**Short exercise:**
Only the lines from the one containing "Target: brick building" through the end of the material are to be echoed, each exactly as it appears.

________________________

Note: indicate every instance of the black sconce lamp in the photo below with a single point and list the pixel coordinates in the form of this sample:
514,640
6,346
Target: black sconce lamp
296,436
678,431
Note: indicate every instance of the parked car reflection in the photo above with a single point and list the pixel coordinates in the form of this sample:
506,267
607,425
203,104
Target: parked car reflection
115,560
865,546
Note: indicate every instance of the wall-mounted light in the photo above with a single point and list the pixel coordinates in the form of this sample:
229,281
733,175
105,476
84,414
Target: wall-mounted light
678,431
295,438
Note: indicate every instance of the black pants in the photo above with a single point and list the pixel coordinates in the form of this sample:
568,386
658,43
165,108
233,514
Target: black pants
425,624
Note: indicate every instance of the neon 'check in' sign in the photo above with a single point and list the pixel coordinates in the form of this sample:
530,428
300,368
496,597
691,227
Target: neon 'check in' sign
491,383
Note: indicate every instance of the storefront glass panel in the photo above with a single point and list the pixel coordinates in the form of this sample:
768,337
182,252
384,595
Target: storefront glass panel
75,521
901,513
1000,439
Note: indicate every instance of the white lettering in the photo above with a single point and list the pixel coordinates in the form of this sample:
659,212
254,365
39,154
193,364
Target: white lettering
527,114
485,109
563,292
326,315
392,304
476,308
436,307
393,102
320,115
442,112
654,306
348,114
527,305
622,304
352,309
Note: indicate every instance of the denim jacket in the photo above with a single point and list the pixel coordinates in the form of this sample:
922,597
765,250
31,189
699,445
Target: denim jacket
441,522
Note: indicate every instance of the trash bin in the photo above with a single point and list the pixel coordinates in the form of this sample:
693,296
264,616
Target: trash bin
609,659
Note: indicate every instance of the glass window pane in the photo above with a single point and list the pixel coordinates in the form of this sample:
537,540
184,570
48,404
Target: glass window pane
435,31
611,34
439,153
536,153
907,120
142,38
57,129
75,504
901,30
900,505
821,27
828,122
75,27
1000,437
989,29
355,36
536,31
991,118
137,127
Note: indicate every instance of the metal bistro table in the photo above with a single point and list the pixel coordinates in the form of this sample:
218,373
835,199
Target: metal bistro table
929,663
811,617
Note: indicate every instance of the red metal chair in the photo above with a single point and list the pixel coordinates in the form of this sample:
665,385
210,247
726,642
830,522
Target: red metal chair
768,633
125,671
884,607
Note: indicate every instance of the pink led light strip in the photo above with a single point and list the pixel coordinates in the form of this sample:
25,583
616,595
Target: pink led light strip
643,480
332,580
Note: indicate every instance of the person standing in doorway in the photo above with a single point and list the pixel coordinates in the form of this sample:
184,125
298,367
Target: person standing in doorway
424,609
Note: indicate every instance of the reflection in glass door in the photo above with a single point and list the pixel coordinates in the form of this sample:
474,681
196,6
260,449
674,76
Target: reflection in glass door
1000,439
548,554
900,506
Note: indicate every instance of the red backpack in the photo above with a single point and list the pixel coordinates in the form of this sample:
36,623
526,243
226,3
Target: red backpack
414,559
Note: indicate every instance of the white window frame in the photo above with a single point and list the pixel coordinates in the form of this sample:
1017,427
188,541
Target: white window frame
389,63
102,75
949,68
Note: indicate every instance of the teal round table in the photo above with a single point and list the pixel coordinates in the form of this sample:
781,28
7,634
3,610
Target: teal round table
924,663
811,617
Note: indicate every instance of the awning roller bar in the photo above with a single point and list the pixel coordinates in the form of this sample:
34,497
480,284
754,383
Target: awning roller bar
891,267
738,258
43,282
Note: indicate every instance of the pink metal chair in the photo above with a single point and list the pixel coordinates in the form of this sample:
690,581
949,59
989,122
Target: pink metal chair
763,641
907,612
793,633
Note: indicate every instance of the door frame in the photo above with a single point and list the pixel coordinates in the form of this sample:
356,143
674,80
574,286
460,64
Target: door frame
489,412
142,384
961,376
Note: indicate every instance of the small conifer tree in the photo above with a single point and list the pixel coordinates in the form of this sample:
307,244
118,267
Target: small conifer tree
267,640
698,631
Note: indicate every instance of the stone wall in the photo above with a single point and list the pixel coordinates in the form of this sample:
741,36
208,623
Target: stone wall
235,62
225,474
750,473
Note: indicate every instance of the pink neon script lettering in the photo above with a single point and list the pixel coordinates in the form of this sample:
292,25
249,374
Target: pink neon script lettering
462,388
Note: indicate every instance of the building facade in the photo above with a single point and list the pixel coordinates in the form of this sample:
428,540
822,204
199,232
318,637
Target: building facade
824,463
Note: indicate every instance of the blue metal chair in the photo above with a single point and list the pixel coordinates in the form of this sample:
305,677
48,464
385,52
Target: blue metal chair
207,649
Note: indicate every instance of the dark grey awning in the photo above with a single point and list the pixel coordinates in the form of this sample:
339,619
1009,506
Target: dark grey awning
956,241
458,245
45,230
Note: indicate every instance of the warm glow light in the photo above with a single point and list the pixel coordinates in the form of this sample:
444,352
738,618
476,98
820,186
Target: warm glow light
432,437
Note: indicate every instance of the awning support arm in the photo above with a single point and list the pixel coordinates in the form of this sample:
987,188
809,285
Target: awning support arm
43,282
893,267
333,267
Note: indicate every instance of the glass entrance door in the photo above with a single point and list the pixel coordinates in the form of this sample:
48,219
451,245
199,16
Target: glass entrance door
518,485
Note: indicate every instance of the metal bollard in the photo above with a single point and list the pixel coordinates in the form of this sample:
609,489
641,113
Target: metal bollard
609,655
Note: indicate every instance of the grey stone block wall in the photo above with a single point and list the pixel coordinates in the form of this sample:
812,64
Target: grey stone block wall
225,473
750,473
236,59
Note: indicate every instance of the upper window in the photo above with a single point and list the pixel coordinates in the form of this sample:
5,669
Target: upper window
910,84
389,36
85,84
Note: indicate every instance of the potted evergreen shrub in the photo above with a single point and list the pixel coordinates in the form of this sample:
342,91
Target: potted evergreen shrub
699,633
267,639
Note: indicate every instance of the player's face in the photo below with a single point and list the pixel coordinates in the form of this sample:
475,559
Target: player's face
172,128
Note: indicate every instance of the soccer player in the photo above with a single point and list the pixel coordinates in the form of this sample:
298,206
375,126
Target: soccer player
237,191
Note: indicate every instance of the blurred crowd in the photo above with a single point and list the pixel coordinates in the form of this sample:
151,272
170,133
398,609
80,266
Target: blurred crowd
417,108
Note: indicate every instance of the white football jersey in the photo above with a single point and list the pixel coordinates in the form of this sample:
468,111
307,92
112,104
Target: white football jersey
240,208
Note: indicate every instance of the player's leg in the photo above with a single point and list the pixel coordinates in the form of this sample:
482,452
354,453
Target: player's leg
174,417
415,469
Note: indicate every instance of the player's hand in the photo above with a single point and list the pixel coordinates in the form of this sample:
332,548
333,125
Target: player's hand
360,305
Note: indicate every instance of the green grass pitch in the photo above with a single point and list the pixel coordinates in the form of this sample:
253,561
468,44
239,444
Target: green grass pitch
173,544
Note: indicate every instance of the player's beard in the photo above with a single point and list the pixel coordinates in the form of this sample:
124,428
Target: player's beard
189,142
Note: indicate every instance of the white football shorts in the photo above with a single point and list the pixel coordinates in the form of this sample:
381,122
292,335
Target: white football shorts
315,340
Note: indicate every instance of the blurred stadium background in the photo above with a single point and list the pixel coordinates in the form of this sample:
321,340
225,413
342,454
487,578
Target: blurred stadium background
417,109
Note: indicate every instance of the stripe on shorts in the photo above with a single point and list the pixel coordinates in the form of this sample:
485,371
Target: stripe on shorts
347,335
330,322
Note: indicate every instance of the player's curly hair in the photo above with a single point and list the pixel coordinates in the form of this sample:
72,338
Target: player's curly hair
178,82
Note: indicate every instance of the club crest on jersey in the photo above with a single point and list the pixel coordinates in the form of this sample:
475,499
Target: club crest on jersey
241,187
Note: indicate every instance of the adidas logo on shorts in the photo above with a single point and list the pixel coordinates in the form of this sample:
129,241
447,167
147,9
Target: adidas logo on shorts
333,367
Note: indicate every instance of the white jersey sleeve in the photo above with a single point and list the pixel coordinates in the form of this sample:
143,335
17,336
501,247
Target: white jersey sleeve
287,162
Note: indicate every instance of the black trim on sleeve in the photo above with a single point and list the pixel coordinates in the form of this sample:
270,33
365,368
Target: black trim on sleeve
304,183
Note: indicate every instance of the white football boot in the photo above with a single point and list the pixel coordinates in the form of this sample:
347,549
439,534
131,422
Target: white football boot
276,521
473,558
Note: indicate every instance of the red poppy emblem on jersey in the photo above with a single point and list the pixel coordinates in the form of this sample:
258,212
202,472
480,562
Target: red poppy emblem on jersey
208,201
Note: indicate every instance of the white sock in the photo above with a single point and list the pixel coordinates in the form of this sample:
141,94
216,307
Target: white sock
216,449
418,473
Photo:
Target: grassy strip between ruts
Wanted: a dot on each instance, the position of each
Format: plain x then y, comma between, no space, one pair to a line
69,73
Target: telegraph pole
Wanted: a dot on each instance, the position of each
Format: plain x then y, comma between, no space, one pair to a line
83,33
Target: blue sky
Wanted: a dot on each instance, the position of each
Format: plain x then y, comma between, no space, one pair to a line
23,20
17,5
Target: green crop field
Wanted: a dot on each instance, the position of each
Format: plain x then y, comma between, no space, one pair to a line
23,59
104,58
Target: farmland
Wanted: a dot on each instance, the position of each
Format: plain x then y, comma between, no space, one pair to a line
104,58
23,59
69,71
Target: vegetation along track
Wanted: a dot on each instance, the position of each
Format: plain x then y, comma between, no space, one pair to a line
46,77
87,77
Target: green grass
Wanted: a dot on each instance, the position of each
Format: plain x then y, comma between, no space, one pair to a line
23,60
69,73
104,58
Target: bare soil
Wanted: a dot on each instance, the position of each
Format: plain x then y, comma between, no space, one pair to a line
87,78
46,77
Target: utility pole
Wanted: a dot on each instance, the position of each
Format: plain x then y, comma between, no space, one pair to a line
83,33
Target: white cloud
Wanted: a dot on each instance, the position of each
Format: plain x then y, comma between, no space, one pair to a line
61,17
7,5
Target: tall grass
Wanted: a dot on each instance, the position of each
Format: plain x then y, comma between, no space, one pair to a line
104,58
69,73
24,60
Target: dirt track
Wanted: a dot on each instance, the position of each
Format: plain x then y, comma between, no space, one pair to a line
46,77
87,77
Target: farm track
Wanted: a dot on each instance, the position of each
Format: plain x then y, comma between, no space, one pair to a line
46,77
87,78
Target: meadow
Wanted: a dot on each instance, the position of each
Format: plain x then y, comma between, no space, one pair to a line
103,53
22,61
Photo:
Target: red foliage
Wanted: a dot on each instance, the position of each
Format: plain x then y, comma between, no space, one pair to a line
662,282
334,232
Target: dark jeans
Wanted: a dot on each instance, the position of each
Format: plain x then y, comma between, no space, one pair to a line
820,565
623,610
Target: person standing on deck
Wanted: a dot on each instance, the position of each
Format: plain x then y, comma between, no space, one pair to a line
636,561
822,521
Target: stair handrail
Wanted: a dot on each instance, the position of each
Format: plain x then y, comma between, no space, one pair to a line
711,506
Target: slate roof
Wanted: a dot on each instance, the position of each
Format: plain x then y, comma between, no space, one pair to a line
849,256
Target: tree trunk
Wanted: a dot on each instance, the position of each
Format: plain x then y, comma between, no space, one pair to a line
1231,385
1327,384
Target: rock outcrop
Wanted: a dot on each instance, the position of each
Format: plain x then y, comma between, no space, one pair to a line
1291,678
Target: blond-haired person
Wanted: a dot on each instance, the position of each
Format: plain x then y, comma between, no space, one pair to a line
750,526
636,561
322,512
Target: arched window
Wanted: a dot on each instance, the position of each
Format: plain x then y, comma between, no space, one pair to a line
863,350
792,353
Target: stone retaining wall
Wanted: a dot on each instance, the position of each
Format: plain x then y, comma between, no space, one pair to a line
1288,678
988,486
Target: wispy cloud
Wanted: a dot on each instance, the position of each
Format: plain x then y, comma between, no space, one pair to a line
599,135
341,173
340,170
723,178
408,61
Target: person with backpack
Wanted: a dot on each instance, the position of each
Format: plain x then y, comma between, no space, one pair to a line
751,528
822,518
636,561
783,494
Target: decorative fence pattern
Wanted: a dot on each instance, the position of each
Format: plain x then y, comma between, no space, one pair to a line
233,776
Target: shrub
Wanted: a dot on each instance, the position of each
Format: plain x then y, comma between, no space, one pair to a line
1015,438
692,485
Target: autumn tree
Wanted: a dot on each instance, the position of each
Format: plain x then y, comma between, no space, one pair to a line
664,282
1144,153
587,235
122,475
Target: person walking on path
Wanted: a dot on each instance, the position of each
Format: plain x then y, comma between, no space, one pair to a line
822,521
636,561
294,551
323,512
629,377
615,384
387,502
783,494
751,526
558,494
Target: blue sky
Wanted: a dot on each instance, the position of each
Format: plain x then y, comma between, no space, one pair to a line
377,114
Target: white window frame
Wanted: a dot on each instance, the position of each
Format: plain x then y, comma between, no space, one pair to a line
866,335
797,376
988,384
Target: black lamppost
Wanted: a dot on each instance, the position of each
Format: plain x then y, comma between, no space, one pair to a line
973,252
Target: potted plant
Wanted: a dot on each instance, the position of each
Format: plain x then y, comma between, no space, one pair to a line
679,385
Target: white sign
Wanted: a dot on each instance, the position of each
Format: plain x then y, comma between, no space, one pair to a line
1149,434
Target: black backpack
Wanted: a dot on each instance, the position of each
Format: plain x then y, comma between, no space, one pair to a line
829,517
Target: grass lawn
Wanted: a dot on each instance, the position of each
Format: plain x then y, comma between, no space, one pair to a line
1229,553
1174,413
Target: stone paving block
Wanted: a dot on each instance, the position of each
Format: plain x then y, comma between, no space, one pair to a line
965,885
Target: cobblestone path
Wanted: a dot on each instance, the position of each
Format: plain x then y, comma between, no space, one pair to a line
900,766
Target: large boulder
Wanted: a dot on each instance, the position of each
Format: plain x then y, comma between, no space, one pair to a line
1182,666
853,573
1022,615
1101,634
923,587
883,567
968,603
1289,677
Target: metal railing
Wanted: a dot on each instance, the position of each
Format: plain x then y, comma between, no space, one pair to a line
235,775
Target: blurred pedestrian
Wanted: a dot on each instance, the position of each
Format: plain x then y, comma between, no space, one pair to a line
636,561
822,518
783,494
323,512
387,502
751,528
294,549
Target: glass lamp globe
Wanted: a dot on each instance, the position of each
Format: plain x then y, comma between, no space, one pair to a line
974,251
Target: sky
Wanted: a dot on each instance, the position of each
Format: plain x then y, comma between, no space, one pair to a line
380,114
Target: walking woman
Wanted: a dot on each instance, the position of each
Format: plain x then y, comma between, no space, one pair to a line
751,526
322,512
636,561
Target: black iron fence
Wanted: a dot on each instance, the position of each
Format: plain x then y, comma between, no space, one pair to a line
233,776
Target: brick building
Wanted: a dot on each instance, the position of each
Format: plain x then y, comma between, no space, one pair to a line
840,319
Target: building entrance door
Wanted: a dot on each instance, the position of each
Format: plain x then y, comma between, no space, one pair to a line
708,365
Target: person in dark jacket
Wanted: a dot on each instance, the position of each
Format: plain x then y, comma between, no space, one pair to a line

________________________

**Final answer:**
Target: brick building
Wanted: a dot on each instance, the position of each
Format: plain x then y, comma between, no space, one pair to a line
840,319
Target: building entrance door
Wanted: a dot on each instance, the position of each
Format: plain x then y, comma between, no space, one pair to a line
708,365
Target: person in dark jacket
Wanted: a dot on each instance, the position of each
Format: plain x then y, comma between, no space, one pair to a line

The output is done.